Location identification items
####

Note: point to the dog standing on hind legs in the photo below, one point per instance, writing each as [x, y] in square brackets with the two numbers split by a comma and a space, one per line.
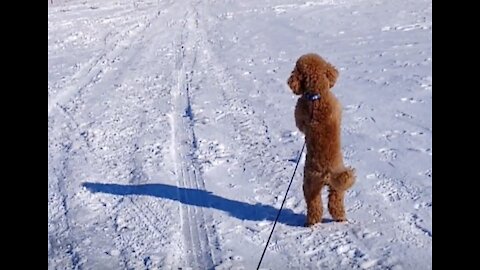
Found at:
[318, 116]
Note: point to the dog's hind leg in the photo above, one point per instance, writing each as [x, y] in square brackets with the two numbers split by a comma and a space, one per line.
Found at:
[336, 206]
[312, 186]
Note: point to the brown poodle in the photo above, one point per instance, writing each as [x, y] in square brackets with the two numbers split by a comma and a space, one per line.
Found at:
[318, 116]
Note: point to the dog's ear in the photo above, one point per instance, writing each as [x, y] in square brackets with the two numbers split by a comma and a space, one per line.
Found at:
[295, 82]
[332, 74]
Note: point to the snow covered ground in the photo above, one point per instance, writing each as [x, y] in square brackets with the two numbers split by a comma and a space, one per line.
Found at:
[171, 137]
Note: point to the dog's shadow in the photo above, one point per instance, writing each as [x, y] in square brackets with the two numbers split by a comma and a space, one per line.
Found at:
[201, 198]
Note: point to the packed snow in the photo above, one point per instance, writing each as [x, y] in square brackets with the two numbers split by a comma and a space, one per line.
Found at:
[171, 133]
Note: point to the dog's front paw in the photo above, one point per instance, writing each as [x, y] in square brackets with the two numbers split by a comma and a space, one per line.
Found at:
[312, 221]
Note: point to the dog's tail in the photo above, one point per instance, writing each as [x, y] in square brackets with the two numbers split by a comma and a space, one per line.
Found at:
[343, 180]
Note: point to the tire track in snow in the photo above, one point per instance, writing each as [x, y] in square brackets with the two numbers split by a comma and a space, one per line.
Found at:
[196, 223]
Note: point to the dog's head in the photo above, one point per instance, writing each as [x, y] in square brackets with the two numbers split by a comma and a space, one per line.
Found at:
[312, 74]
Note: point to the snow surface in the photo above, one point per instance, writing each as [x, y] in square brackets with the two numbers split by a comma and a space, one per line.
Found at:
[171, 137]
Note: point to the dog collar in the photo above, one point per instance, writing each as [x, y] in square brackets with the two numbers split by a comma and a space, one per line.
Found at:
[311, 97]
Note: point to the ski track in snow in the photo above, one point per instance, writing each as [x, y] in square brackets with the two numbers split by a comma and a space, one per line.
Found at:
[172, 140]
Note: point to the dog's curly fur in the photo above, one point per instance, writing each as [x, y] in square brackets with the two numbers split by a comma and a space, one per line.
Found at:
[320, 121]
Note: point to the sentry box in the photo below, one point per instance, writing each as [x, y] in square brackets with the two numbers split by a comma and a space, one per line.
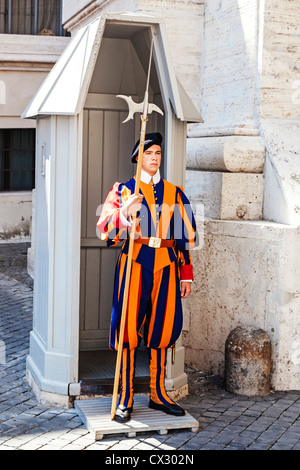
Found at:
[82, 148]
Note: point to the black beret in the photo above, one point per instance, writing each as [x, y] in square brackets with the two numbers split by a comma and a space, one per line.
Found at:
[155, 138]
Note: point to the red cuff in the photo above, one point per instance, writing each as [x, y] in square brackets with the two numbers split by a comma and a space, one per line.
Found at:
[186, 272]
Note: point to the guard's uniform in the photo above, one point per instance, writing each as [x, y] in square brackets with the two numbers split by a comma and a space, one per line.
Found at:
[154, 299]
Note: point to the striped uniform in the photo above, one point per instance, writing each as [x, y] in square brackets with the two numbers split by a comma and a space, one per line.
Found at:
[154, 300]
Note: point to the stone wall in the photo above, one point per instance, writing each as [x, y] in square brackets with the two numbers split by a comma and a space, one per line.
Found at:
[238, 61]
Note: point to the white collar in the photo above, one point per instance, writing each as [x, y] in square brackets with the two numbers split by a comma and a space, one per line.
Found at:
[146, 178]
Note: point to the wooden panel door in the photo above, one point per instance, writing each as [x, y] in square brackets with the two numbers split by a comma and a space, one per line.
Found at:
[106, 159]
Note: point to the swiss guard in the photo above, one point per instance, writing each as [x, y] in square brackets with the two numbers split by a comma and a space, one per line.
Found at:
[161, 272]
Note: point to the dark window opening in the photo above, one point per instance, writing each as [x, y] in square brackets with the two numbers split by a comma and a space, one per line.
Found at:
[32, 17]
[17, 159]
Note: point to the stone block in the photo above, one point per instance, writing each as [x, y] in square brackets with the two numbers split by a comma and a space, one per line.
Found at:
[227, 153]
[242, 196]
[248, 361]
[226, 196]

####

WHAT IS NEEDED: Rewrite the whole listing with "Found at" changed to "Located at" everywhere and nothing else altered. Leave the pictures out.

SOLUTION FOR THIS TASK:
Note: point to the dog standing on hind legs in the photo below, one point per instance, writing each as [x, y] in square brackets with the two numbers split by a comma and a space, one per line.
Located at:
[318, 116]
Note: point to the dog's hind leg in the photo above, one point per instance, writing each as [x, y] in square brackets with the two numbers split by a comma and a space, one per line.
Located at:
[336, 206]
[312, 186]
Note: point to the brown poodle in the photo above, one point per instance, writing each as [x, y] in square brackets with the two numbers split by a comma and a space, one per line.
Located at:
[318, 116]
Note: point to the dog's ear in the photo above, one point per instance, writing each as [x, y] in square brackets with the two numbers split by a comma and a space, one per line.
Located at:
[295, 82]
[332, 74]
Note: point to the snow covered ground in the photo above, one point per instance, writing each as [x, y] in square brackets with the two numbers split by a comma and a space, one per line.
Located at:
[171, 137]
Note: point to the dog's shadow in the photo above, one point per instance, writing each as [x, y] in square brackets with the two numbers split by a comma and a space, one per line.
Located at:
[201, 198]
Note: point to the packed snow in the photo above, one point per instance, writing each as [x, y] in square brackets with the two numbers split by a comma and a space, one per line.
Located at:
[171, 133]
Note: point to the dog's front paw in the photo above, one point per instance, writing each as [x, y] in square brackets with the two numbers split by a comma and a space, one per line.
Located at:
[312, 221]
Note: point to the dog's tail in the photo above, one point per instance, writing each as [x, y] in square brackets with the two numbers split by a comma and a space, one per line.
Located at:
[343, 180]
Note: point to the tire track in snow in the photo above, one point per instance, writing each as [x, y] in square brackets with the two numbers split by a comma and a space, one per line.
Located at:
[196, 223]
Note: point to the dog's head in the photo above, one point per instance, writing each as [x, y] in square brackets with the two numbers split by a comma and a space, one per line.
Located at:
[312, 74]
Note: point to the snow surface in the photo above, one point per instance, writing each as [x, y] in square brackets with the two numbers split by a comma and a space, one per line.
Located at:
[171, 137]
Note: point to the dog collar in the photo above, one point per instance, writing each as [x, y] in square brackets with the two numbers split by a comma and a space, one per line.
Located at:
[311, 97]
Note: point to the ski track in snow in the photo above, one point per instance, writing each as [x, y] in square brackets with the two numbers split by a comma and a space, one per line.
Located at:
[172, 140]
Note: point to the dog's curly fur in the photo above, one point per instance, writing each as [x, y] in square brackets with the two numbers split by a comma and a space, one per line.
Located at:
[320, 121]
Note: point to the sentry box in the photo below, one point per instance, writing each as [x, y] in square brackets with the two numbers split by a comma and a space, one per line.
Located at:
[82, 148]
Note: point to the black beret in the photo above, one point per instance, writing each as [x, y] in square brackets with the two numbers split by a comma and a space, one per line.
Located at:
[155, 138]
Note: point to the red cuff in the photo above, one point per instance, writing each as [x, y] in square brackets with the two numbers split by a comma and a space, one per line.
Located at:
[186, 272]
Note: point to the guard's uniform in the photo above, one point per instance, writing each as [x, y] in square brackets with the two numbers split by a comma and a space, one per line.
Located at:
[154, 299]
Note: point to the striped uniform in the photo above, one point per instance, writing each as [x, y] in square brackets with the two numbers split by a comma and a space, one per line.
Located at:
[154, 300]
Note: point to the stone wall in the photo above, one point per instance, writing each as [x, y] in square brackets with the two numbers split by a comma and a space, one per line.
Located at:
[238, 61]
Note: point to the white collar in the photo above, one point per instance, writing each as [x, y] in square brackets with the two numbers split by a comma and a space, one per line.
Located at:
[146, 178]
Note: point to the wooden panel door in the photo above, one point per instance, writing each as [x, y] in square brackets with the two numbers split by a comma and a space, one per line.
Located at:
[106, 159]
Note: point to the swiss guard in the photo above, one point per instance, writing each as [x, y] in square brackets with the two numbers split by a comma and a space, one per line.
Located at:
[161, 272]
Note: point to the dark window opening in the photo above, one point per instance, writing each as [x, y] in square brackets with the two numbers split by a comma and a space, one per line.
Located at:
[32, 17]
[17, 159]
Note: point to the stone block in the photo above, one point per instance, writing each as [x, y] in square brackets with the two numbers split by a comma and a space, one per line.
Located at:
[227, 153]
[242, 196]
[248, 361]
[226, 196]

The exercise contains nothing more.